Task description:
Write out the records below as a numbered list, one line per item, skipping blank lines and leaving out the pictures.

** start Input records **

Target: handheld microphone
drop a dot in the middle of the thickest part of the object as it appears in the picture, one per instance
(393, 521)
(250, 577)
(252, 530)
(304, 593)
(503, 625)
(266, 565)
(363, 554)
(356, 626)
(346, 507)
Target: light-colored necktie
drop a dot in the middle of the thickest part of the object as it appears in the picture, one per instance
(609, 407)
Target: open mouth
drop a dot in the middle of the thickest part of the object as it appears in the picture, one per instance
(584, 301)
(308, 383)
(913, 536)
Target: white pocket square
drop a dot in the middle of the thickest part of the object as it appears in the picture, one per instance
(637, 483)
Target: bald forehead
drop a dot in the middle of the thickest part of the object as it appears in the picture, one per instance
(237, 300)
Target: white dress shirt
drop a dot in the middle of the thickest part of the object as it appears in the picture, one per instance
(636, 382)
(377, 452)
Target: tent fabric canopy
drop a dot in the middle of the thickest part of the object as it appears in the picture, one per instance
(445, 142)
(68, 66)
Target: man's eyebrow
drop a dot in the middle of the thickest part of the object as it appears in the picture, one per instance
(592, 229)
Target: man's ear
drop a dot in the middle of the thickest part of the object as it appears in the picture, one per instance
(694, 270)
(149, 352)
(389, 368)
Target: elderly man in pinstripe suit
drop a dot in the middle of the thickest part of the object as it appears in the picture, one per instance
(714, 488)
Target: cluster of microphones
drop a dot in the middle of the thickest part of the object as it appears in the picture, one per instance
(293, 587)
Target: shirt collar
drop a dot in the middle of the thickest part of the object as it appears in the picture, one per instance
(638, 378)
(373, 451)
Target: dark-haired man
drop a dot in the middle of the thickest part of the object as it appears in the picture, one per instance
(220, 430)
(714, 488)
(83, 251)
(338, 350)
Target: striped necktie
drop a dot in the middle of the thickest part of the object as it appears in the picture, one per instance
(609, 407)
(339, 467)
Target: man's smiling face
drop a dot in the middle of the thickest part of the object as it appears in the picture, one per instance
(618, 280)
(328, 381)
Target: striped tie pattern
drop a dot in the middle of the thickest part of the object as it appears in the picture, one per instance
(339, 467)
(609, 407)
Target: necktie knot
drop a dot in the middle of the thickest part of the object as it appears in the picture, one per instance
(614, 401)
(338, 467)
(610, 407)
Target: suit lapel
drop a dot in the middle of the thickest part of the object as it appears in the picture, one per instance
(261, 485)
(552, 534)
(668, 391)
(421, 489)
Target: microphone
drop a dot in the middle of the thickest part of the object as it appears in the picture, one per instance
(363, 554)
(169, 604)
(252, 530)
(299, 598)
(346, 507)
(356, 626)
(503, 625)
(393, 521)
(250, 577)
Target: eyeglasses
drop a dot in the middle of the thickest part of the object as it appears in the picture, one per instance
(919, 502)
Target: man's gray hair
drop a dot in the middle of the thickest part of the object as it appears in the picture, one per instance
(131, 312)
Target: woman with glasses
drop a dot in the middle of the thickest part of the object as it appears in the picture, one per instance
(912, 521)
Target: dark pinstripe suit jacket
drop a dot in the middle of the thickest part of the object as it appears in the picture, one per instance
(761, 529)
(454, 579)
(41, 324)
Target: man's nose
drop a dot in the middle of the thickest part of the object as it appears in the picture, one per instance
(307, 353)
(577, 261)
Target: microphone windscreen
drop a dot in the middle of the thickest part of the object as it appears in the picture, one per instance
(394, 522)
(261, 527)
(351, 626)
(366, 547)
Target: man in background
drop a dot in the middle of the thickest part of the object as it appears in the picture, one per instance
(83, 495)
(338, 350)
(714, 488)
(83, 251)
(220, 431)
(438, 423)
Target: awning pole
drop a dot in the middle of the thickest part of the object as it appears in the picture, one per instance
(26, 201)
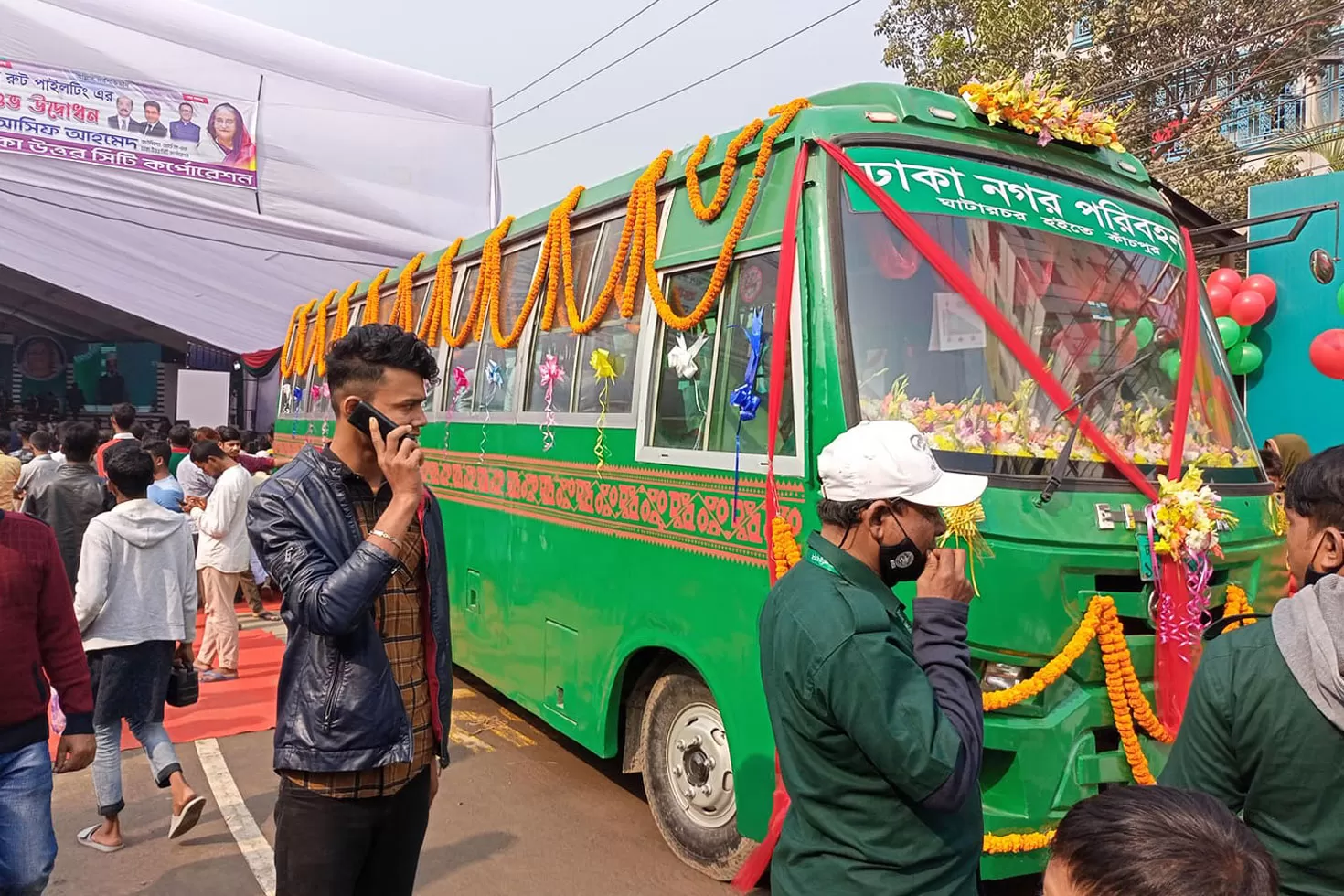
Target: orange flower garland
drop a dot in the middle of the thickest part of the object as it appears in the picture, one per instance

** end Input records **

Full output:
1. Target: handheld microphone
2. drop a dot in the middle of the thickest part of the object as it appears in the picture, one per instance
3. (393, 521)
4. (250, 577)
5. (252, 530)
6. (304, 593)
7. (503, 625)
8. (266, 565)
9. (363, 554)
10. (356, 626)
11. (346, 507)
12. Target: light-colored necktie
13. drop a dot in the middle of the thickest part of the object as it appears in the picture, one per instance
14. (609, 407)
15. Target: open mouth
16. drop a dot in the middle of the thickest part of the object as it appears in the picture, one per instance
17. (584, 301)
18. (308, 383)
19. (913, 536)
20. Target: white pocket square
21. drop a dot in the middle of the thickest part of the object as it appears in the picture, one per instance
22. (637, 483)
23. Target: bald forehead
24. drop a dot in the middle of the thickest part of the object as it appears in the picture, one per instance
25. (237, 300)
26. Target: white dress shirt
27. drop a dot in the middle of the thickest part of the object as it appears in the picture, one per instance
28. (636, 382)
29. (377, 452)
30. Target: tent fabric canopy
31. drop a dot in the middle of the thickest part of the object as it appears in the picture, one per instance
32. (445, 142)
33. (68, 66)
34. Target: man's eyebrow
35. drop a dot in the middle of the thickest part of the object as it appears in the picture, one per instance
36. (592, 229)
37. Target: man's ear
38. drop a dot in the middle of the thickest part of the object as it appears in the picture, one per instance
39. (694, 270)
40. (149, 352)
41. (389, 368)
42. Target: elderly man in pinstripe suit
43. drop a dot in the middle of the thickest part of the object as it appears in the picture, one per instance
44. (714, 488)
45. Target: cluster of microphones
46. drop a dot in the middle of the thickest part of the object as it appears in the picture, one per instance
47. (293, 587)
48. Target: shirt collar
49. drop a dot in the middle of the thickest part of the object as it appears in the picture, one per instance
50. (638, 378)
51. (373, 451)
52. Target: dark-haired man
53. drop a dot in the middle of the thickest part of the object as it appears in the picture, one per instance
54. (220, 430)
55. (714, 488)
56. (83, 251)
57. (338, 350)
58. Target: striped necktie
59. drop a dot in the middle of the thickest part of the object as it appears in the picture, one per instance
60. (609, 407)
61. (339, 467)
62. Target: man's smiling face
63. drop a dot in the middle of the thickest part of the object as it appears in the picture, one per instance
64. (618, 280)
65. (328, 381)
66. Target: striped tie pattern
67. drop a dot in the middle of the thickest part of the object as it appears in the picture, one per instance
68. (339, 467)
69. (609, 407)
70. Target: necktie knot
71. drop a dot in the middle of the thickest part of the object as it appears in the picture, one per instance
72. (614, 401)
73. (338, 467)
74. (610, 407)
75. Target: suit lapel
76. drop a dot in the middle of the thickest part of the object as it appears in the picture, one per instance
77. (261, 485)
78. (552, 534)
79. (668, 391)
80. (421, 489)
81. Target: microphone
82. drop a dot in the middle of the thickest part of the object as it appears in the picture, one per instance
83. (363, 554)
84. (169, 604)
85. (252, 530)
86. (299, 598)
87. (346, 507)
88. (356, 626)
89. (503, 625)
90. (393, 521)
91. (250, 577)
92. Target: eyeglasses
93. drop a dot in the middle of the thickest part of the object as it appears in the picture, one per instance
94. (919, 502)
95. Target: man's gray hair
96. drop a dot in the middle of the thickest part of the object as it appears in the picture, one per instance
97. (131, 312)
98. Target: woman with glasses
99. drop a dot in the middle of the thickest part of the object as it appears in the picture, one per instance
100. (912, 521)
101. Target: dark pinstripe suit jacket
102. drop a dot in the middle of the thickest part of the object as it appears in the picture, one per instance
103. (761, 529)
104. (454, 579)
105. (41, 324)
106. Target: man's nose
107. drop a dot in the middle of the thickest part of the object as it appears in the picture, one per instance
108. (307, 353)
109. (577, 261)
110. Target: microphone windscreen
111. drop a dot in the middle of the thickest part of the object as it appears in the picture, one per instance
112. (394, 522)
113. (261, 527)
114. (351, 626)
115. (366, 547)
116. Target: man in background
117. drop a dot in the middle of the thickest part of the object as it appears in the picture, one per instance
118. (83, 495)
119. (338, 350)
120. (714, 488)
121. (83, 251)
122. (220, 431)
123. (438, 423)
124. Target: awning pole
125. drop a dot in the middle of the thickest part of the object as it appears in the picture, one per instance
126. (26, 201)
127. Target: orange flower garland
128. drop a dot in the middle of the thickest part of the object as it appears in the picture, one per instance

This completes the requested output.